_PAGE TEXT_.

* * * * *

A method and apparatus for deriving depth data for a scene from monocular images by: receiving monocular image data containing at least a pair of images: a first image of a scene in a first illumination condition and a second image of the scene in a second illumination condition different from the first illumination condition. Processing a difference of the first image and second image to produce a difference image and determining an intensity of scattered and/or reflected light from portions of the scene based on the difference image. Then deriving a depth map comprising depth level information for the portions of the scene based on the determined intensity of scattered and/or reflected light from said portions of the scene.

Description

METHOD AND SYSTEM FOR SUPPORTING 3D PERCEPTION FROM
MONOCULAR IMAGES
BACKGROUND
[0001] Stereoscopic rendering based content and services are now available on television sets, in computer games, and via Augmented Reality (AR) or Virtual Reality (VR) glasses. Even modem mobile phones provide for certain types of stereoscopic rendering.
[0002] While the applications employing stereoscopic rendering have increased, there are still many hurdles involved in such offerings. They require complex stereoscopic scene capture, content production and delivery. Further, current stereoscopic rendering techniques may result in discomfort when viewing stereoscopic (S3D) displays.
[0003] This discomfort when viewing S3D content is due at least in part to the fact that present displays force a viewer to accommodate or focus on one display surface, although at the same time, the viewer’s eyes are choosing image details with varying vergence. In other words the current displays force a user to assume varying levels of eye- cross, forcing a user to go cross-eyed. In contrast, within real-world viewing, focus and vergence are strongly related.

* * * * *

_DATASET ENTRIES_.
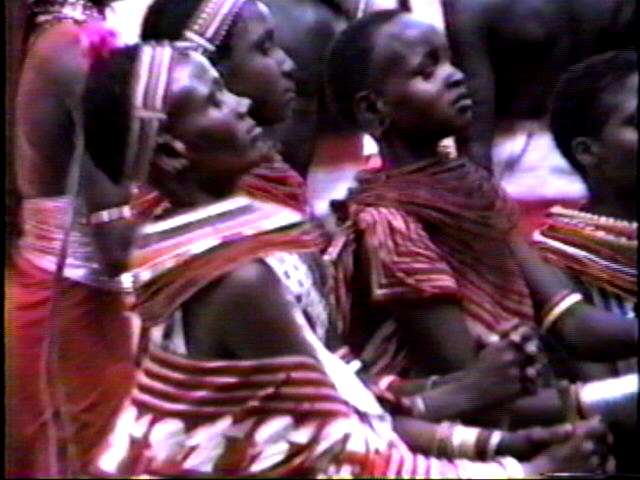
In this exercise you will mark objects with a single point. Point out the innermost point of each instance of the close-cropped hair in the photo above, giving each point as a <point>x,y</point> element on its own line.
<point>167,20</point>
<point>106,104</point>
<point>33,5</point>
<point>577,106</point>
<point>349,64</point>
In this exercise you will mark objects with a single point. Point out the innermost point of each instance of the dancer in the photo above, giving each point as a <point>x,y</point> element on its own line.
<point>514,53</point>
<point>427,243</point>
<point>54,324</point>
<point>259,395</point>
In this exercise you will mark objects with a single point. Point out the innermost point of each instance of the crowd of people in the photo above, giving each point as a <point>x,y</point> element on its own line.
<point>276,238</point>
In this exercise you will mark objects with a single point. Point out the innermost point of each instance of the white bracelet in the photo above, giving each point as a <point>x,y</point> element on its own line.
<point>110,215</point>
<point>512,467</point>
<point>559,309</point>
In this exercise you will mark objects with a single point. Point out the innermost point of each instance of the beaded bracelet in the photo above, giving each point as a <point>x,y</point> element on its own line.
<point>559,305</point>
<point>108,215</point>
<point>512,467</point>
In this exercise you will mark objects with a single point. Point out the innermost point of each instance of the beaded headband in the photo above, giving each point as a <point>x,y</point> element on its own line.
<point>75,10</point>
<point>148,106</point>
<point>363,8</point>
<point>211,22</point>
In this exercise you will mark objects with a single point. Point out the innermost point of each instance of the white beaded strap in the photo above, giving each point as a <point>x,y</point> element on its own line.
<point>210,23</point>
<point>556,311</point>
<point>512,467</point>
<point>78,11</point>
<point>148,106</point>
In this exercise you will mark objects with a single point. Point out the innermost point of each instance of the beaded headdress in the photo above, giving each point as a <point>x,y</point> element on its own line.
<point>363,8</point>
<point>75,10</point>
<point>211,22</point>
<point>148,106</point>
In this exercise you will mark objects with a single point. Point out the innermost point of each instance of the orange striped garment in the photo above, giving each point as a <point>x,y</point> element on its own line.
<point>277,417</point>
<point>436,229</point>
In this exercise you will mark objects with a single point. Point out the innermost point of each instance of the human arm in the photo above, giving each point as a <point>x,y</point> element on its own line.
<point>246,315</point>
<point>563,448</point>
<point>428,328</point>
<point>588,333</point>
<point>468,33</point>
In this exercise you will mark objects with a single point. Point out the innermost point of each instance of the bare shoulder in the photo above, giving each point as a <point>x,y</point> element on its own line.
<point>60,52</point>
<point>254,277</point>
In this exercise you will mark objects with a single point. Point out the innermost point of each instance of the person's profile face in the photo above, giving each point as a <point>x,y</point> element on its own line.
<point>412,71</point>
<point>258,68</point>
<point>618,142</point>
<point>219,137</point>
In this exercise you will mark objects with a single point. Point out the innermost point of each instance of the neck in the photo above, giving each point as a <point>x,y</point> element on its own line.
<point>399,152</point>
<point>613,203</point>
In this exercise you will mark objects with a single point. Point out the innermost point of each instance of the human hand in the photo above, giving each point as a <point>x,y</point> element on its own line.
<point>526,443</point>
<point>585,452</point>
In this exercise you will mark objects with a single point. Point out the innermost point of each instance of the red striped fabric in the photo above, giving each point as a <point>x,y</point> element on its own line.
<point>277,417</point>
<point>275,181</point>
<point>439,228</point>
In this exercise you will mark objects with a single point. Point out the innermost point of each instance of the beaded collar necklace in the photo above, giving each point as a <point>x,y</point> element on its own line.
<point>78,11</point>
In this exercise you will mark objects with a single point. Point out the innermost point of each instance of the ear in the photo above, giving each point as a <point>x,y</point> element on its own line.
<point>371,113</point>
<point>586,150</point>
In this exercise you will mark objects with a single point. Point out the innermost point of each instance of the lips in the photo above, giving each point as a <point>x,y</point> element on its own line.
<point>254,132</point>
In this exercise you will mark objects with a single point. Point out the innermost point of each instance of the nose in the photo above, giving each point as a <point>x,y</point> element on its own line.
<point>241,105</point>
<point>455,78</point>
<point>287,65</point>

* * * * *

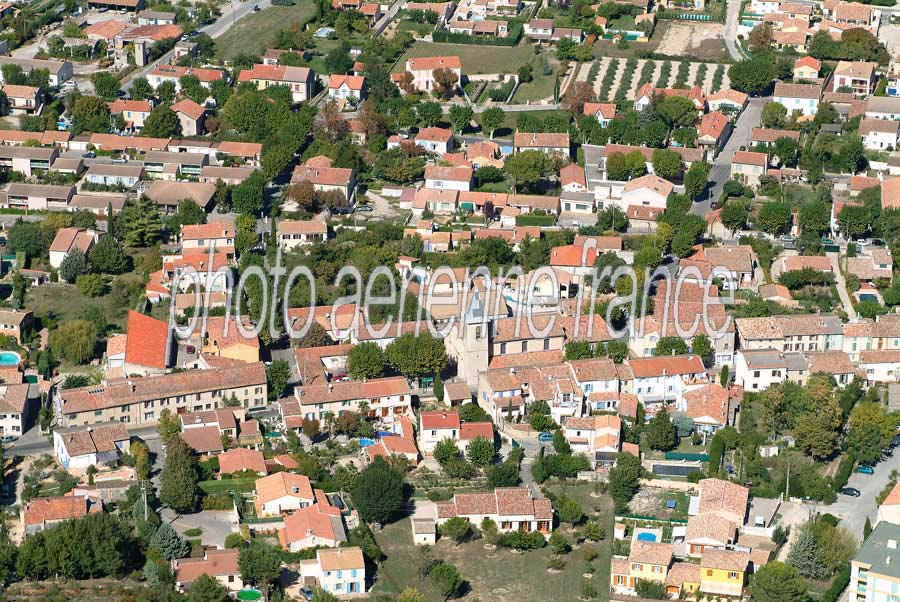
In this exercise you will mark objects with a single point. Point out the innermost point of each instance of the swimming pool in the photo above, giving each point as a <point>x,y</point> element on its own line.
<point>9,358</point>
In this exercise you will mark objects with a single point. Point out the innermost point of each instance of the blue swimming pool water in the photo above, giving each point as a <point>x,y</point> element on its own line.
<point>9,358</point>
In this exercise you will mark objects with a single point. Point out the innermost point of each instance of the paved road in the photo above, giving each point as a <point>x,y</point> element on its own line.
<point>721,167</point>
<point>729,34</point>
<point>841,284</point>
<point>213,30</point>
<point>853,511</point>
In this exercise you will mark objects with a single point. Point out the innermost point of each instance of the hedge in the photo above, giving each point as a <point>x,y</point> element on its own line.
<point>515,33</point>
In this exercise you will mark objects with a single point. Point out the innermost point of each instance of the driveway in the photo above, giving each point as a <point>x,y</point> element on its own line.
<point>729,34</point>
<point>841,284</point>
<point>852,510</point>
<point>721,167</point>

* * * * *

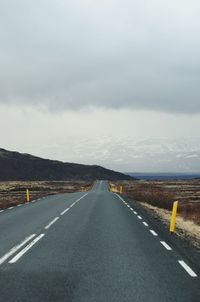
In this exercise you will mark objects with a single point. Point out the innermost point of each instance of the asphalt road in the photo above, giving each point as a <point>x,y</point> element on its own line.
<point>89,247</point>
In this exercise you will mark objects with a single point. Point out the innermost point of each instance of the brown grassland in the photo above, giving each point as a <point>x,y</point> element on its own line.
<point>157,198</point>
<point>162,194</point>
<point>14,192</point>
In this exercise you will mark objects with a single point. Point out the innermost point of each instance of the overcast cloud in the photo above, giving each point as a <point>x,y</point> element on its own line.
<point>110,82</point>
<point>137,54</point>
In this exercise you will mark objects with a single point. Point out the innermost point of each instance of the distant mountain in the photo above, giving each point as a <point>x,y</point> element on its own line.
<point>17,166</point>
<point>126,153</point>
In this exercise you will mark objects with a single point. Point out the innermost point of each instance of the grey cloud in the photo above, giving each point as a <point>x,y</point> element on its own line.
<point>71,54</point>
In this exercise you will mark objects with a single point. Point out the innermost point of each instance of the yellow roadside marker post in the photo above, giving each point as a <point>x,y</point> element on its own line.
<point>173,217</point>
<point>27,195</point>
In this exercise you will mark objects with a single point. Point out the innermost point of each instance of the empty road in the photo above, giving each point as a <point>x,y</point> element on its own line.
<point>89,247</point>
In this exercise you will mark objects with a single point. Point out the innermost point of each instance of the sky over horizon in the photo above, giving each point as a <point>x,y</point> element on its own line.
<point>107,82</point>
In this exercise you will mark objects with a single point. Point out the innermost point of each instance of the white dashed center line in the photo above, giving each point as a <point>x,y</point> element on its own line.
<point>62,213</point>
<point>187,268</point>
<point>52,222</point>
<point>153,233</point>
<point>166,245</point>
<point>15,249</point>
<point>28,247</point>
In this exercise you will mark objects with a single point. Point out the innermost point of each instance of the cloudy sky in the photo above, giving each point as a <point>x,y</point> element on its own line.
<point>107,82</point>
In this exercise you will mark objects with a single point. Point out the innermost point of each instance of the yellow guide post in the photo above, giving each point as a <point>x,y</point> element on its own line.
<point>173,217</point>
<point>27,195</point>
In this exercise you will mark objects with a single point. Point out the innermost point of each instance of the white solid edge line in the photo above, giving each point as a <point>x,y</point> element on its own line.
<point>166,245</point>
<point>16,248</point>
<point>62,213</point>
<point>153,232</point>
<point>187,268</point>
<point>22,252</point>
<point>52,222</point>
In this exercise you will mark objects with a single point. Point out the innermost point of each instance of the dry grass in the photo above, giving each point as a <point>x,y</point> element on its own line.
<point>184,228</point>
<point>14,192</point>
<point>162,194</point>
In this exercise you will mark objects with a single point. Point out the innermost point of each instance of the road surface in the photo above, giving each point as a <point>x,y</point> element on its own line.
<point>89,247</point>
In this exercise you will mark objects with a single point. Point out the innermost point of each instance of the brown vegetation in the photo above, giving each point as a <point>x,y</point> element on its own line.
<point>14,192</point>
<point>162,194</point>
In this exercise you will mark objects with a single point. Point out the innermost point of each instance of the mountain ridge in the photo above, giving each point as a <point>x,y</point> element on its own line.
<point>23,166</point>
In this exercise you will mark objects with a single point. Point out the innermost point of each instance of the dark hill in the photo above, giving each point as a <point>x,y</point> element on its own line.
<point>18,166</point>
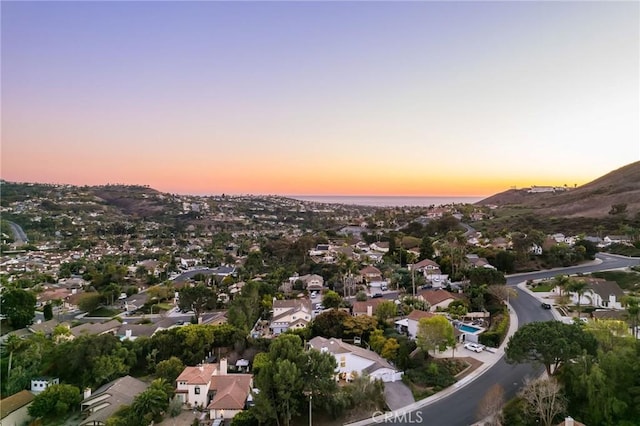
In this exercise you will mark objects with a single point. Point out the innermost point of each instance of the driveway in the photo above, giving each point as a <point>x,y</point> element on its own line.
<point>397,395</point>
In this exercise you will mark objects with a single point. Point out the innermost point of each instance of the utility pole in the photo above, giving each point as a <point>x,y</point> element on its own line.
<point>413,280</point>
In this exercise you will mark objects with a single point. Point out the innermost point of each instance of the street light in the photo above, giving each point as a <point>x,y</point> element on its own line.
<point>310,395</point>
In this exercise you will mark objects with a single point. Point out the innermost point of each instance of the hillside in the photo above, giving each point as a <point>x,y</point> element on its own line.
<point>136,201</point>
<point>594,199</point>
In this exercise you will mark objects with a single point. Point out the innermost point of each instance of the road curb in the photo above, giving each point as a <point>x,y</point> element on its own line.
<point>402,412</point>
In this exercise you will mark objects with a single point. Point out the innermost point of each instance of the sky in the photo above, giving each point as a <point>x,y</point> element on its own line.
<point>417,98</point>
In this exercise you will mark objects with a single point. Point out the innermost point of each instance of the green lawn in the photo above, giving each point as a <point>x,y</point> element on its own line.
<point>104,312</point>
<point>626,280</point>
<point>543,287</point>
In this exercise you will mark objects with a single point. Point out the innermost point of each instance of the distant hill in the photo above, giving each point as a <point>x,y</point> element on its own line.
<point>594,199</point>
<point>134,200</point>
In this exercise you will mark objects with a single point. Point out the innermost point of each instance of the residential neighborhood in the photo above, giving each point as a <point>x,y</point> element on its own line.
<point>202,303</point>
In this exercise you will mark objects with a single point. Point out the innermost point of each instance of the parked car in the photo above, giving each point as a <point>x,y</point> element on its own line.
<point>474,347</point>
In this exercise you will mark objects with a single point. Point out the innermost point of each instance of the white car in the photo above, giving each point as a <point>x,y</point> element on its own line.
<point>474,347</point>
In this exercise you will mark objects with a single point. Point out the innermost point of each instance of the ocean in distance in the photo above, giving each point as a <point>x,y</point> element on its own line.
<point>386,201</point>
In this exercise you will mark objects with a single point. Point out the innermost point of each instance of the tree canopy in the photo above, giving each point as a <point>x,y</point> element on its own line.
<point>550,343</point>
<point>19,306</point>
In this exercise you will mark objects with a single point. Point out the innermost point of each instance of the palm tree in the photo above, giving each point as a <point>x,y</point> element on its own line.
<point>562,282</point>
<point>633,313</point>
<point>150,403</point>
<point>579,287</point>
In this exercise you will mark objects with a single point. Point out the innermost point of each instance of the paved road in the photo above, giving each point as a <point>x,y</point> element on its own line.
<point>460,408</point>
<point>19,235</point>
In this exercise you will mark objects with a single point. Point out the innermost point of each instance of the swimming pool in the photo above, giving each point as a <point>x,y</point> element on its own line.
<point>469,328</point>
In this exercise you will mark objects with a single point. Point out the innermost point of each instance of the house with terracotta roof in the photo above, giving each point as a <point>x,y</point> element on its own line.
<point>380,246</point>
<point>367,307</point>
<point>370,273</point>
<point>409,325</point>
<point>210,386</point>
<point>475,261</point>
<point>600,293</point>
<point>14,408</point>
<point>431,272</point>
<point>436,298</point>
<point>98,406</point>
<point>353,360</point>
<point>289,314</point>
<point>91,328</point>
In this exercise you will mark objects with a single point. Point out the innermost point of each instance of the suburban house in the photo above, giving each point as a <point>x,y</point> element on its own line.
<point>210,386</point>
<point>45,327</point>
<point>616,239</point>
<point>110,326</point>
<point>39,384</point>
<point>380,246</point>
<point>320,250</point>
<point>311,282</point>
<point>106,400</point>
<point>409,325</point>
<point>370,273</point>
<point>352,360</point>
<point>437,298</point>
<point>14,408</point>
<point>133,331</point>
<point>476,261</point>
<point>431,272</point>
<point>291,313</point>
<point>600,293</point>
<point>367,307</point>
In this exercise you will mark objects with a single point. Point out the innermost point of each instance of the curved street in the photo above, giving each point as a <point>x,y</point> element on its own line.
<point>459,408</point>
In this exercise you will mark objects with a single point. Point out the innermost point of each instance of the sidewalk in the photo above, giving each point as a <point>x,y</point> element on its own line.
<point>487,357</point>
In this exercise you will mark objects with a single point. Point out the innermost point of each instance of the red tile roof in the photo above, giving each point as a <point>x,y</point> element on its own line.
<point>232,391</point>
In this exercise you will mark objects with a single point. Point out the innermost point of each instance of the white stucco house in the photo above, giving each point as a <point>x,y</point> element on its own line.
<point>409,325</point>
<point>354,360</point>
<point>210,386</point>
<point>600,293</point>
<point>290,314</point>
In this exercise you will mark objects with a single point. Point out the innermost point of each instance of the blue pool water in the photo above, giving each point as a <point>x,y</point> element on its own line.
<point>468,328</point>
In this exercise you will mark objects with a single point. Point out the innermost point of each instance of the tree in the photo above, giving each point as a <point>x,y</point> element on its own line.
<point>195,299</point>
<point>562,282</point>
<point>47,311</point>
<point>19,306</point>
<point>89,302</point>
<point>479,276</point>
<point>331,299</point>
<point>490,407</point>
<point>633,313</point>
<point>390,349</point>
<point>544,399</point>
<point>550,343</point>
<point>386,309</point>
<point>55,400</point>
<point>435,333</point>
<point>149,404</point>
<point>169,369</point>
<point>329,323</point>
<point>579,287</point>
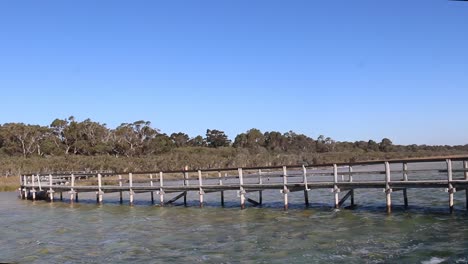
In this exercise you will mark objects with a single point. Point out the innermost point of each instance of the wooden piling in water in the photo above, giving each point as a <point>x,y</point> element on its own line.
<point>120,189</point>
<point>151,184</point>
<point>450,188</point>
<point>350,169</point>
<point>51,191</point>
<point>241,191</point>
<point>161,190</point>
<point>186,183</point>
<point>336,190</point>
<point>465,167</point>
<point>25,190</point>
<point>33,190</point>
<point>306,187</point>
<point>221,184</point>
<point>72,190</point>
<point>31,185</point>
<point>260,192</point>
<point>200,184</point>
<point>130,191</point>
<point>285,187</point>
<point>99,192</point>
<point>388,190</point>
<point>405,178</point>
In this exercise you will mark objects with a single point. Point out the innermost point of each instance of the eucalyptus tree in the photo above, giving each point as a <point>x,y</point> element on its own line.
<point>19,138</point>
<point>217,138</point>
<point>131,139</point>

* * * * *

_EXERCISE GOAL_. Transcribe the monocular depth text above, beginning at "Description" and stopping after "stereoscopic (S3D) displays.".

_FINISHED ANSWER_.
Description

METHOD AND SYSTEM FOR SUPPORTING 3D PERCEPTION FROM
MONOCULAR IMAGES
BACKGROUND
[0001] Stereoscopic rendering based content and services are now available on television sets, in computer games, and via Augmented Reality (AR) or Virtual Reality (VR) glasses. Even modem mobile phones provide for certain types of stereoscopic rendering.
[0002] While the applications employing stereoscopic rendering have increased, there are still many hurdles involved in such offerings. They require complex stereoscopic scene capture, content production and delivery. Further, current stereoscopic rendering techniques may result in discomfort when viewing stereoscopic (S3D) displays.